**INSTRUCTIONS FOR THE TASK**
Reproduce the rows below word for word, from the start of the rows through the line containing "box: [278, 11, 780, 757]", with both ends included.

**EXERCISE INPUT**
------------------------------------

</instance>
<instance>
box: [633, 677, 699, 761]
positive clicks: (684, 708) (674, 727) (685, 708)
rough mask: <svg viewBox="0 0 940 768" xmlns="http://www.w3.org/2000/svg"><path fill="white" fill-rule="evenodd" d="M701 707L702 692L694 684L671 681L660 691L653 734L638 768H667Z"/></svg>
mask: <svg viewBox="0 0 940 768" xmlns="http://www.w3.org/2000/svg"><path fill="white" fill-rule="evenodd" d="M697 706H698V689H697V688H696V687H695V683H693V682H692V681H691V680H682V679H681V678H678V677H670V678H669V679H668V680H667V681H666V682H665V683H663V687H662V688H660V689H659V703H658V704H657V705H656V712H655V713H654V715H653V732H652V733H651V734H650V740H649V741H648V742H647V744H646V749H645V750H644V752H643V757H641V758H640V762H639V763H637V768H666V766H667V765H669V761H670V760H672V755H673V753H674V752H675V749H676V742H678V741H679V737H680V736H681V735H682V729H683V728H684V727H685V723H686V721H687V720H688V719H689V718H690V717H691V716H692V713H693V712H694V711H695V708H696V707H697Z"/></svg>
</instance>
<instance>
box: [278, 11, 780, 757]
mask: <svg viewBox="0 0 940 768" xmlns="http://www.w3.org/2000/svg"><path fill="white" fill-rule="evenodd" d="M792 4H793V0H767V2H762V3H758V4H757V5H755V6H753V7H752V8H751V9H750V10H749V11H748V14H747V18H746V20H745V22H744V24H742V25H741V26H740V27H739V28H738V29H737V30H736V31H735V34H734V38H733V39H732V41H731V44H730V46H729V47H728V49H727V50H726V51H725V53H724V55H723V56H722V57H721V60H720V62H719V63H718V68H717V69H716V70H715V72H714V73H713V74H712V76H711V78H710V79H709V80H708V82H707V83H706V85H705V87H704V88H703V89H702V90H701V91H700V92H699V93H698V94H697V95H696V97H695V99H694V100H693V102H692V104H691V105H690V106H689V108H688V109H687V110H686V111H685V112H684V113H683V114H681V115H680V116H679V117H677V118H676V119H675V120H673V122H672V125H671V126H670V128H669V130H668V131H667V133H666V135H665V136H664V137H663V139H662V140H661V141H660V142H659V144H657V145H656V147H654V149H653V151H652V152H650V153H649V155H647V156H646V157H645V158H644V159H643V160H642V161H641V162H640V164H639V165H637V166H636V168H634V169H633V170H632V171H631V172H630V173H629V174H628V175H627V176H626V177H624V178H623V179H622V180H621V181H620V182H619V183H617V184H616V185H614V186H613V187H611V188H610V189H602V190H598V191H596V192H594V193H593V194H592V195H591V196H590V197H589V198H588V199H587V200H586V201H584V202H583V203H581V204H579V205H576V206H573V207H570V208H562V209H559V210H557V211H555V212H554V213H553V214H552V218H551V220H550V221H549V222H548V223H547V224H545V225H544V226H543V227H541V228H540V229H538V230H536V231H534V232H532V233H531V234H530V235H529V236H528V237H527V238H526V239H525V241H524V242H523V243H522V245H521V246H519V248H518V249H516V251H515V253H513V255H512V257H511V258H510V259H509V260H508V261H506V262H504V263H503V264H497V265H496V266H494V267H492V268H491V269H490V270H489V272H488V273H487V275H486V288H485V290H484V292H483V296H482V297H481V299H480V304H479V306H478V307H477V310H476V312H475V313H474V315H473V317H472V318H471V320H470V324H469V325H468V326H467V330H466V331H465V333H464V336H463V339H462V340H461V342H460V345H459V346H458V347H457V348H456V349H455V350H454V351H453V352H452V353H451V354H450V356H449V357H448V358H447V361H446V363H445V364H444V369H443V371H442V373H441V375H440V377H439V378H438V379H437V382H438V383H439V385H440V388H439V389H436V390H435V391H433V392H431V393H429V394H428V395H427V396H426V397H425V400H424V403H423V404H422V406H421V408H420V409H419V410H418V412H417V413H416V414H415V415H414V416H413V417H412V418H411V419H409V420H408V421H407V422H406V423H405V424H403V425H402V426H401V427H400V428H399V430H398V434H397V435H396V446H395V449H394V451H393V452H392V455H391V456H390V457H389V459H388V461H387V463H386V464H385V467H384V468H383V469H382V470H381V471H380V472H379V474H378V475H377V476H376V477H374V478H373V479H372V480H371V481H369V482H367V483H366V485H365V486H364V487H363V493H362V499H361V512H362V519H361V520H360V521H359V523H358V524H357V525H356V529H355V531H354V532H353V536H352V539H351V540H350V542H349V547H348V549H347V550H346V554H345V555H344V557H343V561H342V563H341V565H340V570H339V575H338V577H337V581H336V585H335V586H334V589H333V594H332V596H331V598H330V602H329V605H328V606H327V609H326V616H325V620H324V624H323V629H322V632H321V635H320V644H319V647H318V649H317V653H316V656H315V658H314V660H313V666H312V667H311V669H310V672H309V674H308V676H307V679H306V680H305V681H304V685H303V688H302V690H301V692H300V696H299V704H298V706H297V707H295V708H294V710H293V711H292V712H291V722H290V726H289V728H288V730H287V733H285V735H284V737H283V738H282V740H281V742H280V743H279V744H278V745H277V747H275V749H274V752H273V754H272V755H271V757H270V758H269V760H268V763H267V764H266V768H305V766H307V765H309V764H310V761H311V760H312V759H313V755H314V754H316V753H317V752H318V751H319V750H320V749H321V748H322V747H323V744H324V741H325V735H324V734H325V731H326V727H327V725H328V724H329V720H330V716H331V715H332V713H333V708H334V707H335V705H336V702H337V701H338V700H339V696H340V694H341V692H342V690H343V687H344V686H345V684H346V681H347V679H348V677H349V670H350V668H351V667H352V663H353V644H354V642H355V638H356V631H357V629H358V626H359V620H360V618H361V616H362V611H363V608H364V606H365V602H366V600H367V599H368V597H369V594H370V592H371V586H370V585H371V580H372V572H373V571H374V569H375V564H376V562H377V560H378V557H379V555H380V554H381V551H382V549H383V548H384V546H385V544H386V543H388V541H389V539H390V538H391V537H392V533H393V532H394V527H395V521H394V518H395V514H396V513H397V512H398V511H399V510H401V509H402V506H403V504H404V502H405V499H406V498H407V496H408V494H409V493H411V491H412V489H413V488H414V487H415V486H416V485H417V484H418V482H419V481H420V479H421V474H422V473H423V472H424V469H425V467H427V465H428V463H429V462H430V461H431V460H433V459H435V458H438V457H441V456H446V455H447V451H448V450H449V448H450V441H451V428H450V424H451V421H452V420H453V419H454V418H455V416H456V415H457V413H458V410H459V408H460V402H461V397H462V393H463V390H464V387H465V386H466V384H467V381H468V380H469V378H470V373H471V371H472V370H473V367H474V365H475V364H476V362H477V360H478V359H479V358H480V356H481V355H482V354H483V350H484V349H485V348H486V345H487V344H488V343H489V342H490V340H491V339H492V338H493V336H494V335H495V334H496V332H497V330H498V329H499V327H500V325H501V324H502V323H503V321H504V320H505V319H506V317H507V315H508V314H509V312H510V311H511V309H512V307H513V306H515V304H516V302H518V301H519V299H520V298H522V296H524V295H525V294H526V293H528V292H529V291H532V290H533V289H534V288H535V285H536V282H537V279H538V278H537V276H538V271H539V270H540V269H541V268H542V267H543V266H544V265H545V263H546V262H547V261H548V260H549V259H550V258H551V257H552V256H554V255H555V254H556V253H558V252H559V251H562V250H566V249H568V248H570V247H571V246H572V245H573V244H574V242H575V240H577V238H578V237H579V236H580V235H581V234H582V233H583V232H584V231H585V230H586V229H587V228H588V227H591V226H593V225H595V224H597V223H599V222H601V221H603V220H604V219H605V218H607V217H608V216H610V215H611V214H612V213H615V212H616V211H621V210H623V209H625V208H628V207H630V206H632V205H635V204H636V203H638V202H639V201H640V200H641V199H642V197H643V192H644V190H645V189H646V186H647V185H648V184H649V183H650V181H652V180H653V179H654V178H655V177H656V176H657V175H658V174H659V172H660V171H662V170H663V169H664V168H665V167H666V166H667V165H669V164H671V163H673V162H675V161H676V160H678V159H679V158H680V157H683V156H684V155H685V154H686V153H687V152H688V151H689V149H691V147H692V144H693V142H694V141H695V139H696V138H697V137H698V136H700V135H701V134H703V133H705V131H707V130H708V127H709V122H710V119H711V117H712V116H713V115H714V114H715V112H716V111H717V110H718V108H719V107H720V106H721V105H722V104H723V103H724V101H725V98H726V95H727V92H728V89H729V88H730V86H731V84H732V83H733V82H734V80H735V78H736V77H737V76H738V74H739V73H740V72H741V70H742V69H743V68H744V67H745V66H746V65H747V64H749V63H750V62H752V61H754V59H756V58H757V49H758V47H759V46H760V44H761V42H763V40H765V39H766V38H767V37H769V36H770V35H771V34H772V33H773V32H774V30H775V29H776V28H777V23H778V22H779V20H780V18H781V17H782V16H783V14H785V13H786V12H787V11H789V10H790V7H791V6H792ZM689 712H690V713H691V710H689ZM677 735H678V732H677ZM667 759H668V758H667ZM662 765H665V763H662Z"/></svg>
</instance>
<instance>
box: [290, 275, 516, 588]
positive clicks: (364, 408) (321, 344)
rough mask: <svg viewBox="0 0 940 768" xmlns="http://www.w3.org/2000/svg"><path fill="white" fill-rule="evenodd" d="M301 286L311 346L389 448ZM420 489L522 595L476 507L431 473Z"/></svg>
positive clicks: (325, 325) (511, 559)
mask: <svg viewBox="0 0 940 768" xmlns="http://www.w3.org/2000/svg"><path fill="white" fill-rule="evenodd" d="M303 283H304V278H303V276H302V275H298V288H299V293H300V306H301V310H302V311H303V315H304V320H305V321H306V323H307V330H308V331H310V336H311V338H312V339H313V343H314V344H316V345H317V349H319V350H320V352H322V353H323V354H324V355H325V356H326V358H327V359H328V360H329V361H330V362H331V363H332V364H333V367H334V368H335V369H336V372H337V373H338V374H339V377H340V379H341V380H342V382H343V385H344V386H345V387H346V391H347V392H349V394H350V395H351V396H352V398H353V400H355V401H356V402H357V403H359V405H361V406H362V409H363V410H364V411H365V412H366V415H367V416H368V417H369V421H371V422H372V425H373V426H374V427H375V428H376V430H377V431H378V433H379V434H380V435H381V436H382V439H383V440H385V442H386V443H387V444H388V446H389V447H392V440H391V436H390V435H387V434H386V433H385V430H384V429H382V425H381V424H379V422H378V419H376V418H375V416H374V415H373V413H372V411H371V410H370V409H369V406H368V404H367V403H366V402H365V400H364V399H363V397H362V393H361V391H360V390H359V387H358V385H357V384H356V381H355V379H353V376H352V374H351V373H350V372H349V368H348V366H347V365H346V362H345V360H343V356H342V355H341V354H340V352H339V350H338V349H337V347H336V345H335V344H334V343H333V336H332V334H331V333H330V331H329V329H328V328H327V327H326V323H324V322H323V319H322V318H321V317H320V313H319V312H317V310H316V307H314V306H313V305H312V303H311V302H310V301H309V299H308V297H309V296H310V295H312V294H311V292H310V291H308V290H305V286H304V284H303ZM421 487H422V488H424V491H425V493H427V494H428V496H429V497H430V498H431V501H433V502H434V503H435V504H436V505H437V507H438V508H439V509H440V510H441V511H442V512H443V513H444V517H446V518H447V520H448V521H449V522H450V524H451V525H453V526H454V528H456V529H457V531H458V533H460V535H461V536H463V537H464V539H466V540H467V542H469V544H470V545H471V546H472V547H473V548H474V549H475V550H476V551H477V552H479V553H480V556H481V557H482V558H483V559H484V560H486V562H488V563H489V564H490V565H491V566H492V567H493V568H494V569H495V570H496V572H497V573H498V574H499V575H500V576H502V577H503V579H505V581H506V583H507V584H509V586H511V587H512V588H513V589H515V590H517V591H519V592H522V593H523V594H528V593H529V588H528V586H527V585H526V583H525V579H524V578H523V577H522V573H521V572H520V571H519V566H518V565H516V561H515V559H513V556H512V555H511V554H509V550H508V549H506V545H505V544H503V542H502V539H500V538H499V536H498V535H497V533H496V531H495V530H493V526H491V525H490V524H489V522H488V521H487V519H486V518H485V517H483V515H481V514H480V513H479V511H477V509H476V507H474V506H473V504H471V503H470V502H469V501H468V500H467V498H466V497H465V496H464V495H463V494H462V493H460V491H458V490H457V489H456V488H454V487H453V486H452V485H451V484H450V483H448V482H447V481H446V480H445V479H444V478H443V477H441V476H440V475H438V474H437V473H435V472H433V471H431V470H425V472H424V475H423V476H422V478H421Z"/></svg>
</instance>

------------------------------------

**RESPONSE BOX**
</instance>
<instance>
box: [633, 677, 699, 761]
positive clicks: (684, 708) (674, 727) (685, 708)
rough mask: <svg viewBox="0 0 940 768" xmlns="http://www.w3.org/2000/svg"><path fill="white" fill-rule="evenodd" d="M701 707L702 692L694 684L671 681L660 691L653 734L638 768H667Z"/></svg>
mask: <svg viewBox="0 0 940 768" xmlns="http://www.w3.org/2000/svg"><path fill="white" fill-rule="evenodd" d="M697 706H698V689H697V688H696V687H695V683H693V682H692V681H691V680H682V679H681V678H678V677H670V678H669V679H668V680H667V681H666V682H665V683H663V687H662V688H660V689H659V703H658V704H657V705H656V712H655V713H654V715H653V732H652V733H651V734H650V740H649V741H648V742H647V744H646V749H645V750H644V752H643V757H641V758H640V762H639V763H637V768H666V766H667V765H669V761H670V760H672V755H673V753H674V752H675V749H676V742H678V741H679V737H680V736H681V735H682V729H683V728H684V727H685V723H686V721H687V720H688V719H689V718H690V717H691V716H692V713H693V712H694V711H695V708H696V707H697Z"/></svg>
</instance>
<instance>
box: [278, 11, 780, 757]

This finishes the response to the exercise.